• _Activity_
What is the count of lines below that include "single"? Reply with nothing else.

Records shown START

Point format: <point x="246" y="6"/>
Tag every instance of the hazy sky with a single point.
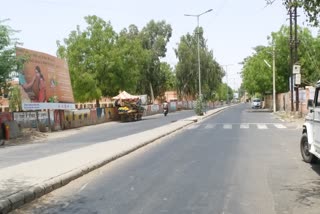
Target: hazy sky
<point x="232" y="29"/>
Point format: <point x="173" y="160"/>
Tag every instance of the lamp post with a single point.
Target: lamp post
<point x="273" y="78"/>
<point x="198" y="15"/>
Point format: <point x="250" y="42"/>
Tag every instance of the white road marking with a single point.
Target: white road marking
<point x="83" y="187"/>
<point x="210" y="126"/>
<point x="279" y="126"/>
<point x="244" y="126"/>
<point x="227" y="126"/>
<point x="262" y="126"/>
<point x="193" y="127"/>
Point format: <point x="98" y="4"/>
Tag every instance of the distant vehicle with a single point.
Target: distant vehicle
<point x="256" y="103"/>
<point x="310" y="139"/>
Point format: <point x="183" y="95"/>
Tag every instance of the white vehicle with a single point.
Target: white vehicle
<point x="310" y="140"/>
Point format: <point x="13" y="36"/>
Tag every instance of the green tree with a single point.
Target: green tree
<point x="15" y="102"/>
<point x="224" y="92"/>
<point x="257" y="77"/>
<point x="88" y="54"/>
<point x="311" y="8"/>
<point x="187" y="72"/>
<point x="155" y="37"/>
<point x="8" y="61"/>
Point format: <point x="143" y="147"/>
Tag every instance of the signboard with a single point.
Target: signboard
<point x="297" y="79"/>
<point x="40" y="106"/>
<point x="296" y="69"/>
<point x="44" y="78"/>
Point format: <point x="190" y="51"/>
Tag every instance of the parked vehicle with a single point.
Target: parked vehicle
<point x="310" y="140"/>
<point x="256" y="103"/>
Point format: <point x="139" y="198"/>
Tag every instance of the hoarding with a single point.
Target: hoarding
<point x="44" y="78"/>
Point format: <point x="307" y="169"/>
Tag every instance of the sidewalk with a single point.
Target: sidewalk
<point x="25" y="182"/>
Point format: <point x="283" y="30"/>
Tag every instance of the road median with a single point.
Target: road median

Records shown END

• _Reply_
11